— BEGIN Source excerpt —
Cut a piece of wire 10 centimeters long and place a mark every centimeter for a scale. Bend the wire into a perfect circle which has circumference 10 cm. Pick a mark to be the start of our trip. Travel 3 cm along the wire in a counterclockwise direction and connect back to the starting point with a straight segment. Continue to move and connect back, and along the circle, you will have traveled
3, 6, 9, 12, and some more, and then finally 30 cm
where the trip ends because 30 is a multiple of 10 as well as 3, and ten steps gets you to land back at the start. We have just constructed the star pattern (10, 3), one of UB's favorites, pictured above. An attractive star, but not an infinite trip as promised.
The infinite trip is accomplished by taking advantage of two facts: increments of the square root of two (√2) can be marked as a scale on the wire, and
√2 is irrational. Now we repeat the process and create a (10, √2) star starting at point A, the first several segments of which are shown below.
— END Source excerpt —
— BEGIN Exercise data —
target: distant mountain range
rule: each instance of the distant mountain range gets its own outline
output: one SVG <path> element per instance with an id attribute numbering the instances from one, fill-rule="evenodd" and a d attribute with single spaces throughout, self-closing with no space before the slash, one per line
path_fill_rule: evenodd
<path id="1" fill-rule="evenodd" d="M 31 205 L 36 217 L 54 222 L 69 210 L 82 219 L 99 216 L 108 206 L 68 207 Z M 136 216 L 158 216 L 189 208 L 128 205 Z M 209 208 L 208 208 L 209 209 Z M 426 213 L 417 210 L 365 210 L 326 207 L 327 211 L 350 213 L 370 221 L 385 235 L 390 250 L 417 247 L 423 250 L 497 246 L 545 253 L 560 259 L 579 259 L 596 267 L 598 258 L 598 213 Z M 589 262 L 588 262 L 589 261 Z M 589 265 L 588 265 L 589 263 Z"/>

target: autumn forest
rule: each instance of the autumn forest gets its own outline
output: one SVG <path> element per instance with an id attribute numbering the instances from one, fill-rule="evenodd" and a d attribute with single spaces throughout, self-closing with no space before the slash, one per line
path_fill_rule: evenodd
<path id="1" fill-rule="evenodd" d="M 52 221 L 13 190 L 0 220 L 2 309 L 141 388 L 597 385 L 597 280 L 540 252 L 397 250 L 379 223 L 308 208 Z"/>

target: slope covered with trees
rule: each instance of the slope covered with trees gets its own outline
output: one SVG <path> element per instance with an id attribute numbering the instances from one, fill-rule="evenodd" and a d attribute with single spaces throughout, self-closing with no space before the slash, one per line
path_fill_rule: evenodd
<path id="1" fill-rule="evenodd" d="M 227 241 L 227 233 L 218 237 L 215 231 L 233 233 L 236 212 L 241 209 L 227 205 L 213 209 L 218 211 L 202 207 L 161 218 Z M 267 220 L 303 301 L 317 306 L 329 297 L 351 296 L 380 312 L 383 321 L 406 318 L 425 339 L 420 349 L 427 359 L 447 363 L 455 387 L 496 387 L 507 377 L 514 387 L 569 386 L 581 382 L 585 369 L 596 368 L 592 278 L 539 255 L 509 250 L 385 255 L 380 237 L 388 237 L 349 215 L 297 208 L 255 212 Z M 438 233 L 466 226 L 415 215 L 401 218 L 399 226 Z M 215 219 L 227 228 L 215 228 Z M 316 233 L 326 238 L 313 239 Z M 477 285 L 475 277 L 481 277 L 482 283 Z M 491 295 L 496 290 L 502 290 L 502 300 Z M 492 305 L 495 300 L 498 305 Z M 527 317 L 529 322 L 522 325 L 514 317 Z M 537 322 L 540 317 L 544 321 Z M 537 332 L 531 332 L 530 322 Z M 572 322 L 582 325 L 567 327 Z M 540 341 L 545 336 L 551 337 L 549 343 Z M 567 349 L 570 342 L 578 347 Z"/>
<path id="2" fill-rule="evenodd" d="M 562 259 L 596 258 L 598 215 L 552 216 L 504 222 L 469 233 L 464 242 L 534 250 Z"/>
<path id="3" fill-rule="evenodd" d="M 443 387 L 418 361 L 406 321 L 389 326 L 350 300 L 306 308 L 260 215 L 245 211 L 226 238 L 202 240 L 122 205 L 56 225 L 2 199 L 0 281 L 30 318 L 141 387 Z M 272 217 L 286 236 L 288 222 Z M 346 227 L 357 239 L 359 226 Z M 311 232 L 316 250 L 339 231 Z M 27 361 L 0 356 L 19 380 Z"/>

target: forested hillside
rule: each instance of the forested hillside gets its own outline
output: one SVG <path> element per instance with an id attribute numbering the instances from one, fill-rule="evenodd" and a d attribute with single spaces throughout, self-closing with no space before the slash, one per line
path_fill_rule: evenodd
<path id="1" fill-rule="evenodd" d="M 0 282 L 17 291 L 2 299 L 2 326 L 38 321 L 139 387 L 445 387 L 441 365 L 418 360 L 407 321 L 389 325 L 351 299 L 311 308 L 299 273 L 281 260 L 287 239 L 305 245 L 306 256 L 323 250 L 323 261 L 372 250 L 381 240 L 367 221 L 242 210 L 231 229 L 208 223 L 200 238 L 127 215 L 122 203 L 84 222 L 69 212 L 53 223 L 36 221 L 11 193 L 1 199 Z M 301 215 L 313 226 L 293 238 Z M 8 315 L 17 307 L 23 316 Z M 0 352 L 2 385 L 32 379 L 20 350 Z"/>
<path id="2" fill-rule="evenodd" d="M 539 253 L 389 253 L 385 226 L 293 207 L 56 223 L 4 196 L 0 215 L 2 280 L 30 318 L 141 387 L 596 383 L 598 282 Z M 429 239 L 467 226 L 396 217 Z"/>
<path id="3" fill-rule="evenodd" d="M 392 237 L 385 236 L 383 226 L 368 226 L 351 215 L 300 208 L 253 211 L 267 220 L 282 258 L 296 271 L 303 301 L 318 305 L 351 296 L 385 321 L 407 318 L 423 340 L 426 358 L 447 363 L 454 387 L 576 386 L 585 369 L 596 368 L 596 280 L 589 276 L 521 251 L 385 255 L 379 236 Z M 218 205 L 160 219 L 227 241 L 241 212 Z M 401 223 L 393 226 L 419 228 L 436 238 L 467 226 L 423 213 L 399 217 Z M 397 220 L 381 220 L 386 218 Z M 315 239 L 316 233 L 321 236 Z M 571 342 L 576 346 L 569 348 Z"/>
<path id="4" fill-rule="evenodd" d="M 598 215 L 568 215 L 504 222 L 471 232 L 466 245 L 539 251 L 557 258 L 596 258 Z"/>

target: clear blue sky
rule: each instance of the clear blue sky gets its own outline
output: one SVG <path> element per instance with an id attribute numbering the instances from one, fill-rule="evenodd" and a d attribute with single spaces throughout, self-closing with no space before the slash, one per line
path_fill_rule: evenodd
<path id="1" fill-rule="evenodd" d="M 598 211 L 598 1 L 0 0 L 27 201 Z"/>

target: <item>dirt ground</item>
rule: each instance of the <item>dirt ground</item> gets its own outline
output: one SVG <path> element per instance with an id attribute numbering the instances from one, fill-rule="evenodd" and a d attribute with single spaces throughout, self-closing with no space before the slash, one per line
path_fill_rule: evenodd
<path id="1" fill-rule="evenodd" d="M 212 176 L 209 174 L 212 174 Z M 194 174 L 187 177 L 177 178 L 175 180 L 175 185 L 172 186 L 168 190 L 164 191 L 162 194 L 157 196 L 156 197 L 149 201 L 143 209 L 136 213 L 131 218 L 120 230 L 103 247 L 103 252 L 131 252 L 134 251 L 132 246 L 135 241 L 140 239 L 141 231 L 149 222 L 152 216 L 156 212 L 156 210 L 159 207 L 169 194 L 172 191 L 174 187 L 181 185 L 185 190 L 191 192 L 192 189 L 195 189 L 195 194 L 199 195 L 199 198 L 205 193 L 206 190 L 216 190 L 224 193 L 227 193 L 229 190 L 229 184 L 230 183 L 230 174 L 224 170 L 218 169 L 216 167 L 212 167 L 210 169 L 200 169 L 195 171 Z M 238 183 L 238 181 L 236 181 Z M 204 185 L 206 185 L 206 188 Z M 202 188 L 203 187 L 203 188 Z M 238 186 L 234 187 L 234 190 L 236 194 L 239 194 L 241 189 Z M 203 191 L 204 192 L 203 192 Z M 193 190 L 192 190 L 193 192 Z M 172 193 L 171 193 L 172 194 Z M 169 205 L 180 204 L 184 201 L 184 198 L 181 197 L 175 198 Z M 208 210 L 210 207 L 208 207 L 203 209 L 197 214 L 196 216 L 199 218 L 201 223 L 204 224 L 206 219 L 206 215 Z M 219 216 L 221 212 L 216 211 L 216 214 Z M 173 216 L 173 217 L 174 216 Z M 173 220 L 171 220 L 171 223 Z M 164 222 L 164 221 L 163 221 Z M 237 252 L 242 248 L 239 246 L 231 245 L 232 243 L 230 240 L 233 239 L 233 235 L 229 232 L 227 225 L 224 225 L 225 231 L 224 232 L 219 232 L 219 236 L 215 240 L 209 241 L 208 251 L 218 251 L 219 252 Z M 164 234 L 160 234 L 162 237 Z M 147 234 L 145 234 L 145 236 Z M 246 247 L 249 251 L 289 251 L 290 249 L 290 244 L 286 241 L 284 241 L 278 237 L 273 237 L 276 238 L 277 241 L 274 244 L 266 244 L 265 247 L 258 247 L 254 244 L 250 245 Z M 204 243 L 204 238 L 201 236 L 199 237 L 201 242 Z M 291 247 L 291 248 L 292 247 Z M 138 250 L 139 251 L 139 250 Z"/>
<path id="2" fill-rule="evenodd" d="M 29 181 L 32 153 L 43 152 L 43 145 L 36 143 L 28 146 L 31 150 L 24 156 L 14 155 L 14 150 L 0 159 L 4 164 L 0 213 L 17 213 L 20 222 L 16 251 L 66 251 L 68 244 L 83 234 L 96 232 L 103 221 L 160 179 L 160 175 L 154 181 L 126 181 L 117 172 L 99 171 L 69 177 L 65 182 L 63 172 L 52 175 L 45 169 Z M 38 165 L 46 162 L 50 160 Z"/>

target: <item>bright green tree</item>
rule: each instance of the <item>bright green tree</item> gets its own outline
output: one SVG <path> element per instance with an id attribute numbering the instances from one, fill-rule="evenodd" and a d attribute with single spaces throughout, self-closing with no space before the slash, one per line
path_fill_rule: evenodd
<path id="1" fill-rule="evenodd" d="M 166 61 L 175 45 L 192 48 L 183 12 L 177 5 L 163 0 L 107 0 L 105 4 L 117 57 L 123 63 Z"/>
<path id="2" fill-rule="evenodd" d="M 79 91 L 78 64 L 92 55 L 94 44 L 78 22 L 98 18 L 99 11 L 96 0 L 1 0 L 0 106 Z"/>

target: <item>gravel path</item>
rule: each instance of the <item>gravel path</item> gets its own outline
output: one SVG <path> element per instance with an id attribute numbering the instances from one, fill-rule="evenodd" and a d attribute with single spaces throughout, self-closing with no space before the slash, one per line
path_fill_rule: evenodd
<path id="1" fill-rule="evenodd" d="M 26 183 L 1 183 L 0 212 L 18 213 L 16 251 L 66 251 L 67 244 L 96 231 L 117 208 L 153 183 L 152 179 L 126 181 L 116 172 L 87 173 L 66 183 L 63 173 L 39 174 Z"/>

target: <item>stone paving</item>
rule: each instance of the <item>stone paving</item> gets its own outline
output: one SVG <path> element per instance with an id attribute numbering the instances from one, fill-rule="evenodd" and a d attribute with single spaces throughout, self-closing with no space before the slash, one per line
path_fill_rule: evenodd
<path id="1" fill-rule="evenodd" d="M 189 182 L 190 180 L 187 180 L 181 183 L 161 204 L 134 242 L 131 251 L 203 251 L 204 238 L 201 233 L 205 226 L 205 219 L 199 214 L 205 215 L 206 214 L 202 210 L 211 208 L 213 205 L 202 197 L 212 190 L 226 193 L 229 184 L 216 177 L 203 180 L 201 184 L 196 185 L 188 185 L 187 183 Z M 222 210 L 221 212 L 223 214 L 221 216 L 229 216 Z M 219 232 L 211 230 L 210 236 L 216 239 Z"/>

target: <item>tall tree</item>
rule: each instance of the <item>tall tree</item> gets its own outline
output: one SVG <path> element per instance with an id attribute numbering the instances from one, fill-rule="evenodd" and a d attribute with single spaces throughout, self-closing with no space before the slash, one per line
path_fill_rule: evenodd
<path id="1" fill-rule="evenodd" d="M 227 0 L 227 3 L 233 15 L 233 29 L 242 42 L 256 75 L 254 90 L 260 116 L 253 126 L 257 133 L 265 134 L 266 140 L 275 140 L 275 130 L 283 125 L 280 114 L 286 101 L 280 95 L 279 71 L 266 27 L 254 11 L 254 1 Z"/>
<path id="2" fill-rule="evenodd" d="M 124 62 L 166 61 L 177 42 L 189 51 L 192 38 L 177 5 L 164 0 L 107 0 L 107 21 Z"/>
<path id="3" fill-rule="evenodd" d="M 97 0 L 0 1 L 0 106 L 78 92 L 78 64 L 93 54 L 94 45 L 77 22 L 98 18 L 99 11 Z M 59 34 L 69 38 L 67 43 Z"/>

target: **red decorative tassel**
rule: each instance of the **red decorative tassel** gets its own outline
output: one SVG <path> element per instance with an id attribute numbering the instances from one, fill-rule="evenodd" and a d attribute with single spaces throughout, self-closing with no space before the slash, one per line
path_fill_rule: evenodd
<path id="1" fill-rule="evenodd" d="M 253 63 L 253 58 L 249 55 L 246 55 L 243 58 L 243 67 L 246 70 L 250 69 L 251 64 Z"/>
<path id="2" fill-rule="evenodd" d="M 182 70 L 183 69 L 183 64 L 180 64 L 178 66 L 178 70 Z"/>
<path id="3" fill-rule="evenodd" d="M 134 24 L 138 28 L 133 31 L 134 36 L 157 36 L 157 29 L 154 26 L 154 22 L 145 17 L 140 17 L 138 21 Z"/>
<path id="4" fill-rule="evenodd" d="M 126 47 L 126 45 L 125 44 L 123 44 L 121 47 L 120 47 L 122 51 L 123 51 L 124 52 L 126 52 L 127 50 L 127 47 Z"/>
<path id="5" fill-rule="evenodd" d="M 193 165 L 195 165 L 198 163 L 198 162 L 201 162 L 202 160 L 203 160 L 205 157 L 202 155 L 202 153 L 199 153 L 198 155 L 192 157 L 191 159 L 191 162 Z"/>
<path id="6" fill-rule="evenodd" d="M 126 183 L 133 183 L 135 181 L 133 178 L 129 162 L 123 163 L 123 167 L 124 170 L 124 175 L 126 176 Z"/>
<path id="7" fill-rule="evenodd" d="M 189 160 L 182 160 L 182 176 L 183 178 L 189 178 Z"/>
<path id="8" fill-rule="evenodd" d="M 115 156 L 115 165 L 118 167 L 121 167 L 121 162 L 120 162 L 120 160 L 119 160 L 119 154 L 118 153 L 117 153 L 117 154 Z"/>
— END Exercise data —
Problems ▸
[A] In the wire-circle star passage, list each distance in centimeters that is given in the sequence of distances traveled along the circle.
[B] Reproduce everything in the entries from the line containing "target: clear blue sky" down to the line containing "598 211 L 598", both of those lines included.

Results by task ▸
[A] 3, 6, 9, 12, 30

[B]
target: clear blue sky
rule: each instance of the clear blue sky gets its own outline
output: one SVG <path> element per instance with an id attribute numbering the instances from one, fill-rule="evenodd" and a d attribute with single spaces throughout, self-closing with no space before the slash, one per line
path_fill_rule: evenodd
<path id="1" fill-rule="evenodd" d="M 598 211 L 598 1 L 0 0 L 27 201 Z"/>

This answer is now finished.